Copy out the records below, swapping "camera-trap tally" for "wildlife count" everywhere it occurs and changing nothing else. Omit the pictures from your answer.

▶ INPUT DATA:
/---

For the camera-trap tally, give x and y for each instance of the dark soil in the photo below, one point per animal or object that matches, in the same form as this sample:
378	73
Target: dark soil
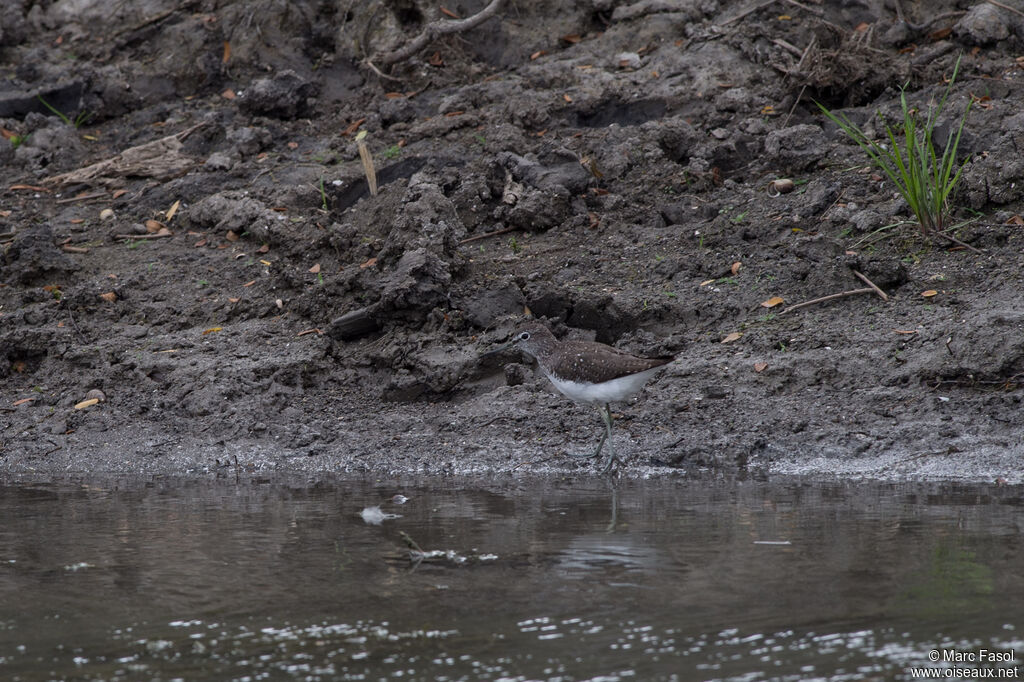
294	322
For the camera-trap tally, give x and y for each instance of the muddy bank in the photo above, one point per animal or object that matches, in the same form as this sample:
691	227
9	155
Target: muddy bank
227	283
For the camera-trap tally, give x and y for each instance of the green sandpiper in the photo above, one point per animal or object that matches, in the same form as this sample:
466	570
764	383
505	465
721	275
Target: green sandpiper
587	372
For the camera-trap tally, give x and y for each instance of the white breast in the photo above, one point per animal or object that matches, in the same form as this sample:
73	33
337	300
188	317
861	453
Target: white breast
615	390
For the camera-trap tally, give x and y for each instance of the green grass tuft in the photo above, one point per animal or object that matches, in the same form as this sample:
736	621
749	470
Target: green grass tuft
909	159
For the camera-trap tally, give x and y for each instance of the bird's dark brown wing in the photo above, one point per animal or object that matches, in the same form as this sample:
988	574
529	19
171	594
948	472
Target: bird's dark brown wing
596	363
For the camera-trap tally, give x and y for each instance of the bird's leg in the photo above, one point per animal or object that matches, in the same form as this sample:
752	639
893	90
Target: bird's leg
606	414
604	436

\---

▶ RESPONSE TO THIS EXERCISE:
For the wildlife count, give x and y for each instance of the dark soil in the photo below, one point per animal or object that matches, in the same form as this sample:
378	73
Target: dark soil
294	322
For the wildlife count, give x and y for each instance of the muddy bank in the photo above, one point per animal or object that matches, in the same form as this sample:
691	227
9	155
Target: muddy bank
227	283
For the wildlife count, give x and y for each instance of the green sandpiper in the photo above, one point per animal or object that matches, in the same form as this sample:
466	570
764	383
505	465
721	275
Target: green sandpiper
587	372
For the wildlife count, give x and y for each instance of the white breast in the photo above, one point per animal or object that matches, in the same form as this sample:
73	33
337	300
188	317
861	453
Target: white breast
615	390
For the wildlife count, give x and y for each instance of the green grass tuft in the photo above, one point per animal or object that matches, in the same form as this sample:
736	621
749	470
Target: green grass tuft
909	159
For the wildlife count, give x and y for each instance of the bird's dark brown wing in the photo above, one point per animal or object that matches, in the same form as this sample:
988	574
529	19
171	594
948	472
Target: bird's dark brown wing
596	363
For the wildlife count, give x and y for each instance of the bird's leg in the photo above, one point per animal or object that matches, in the same form as this sample:
752	639
893	90
Target: bird's leg
606	414
604	436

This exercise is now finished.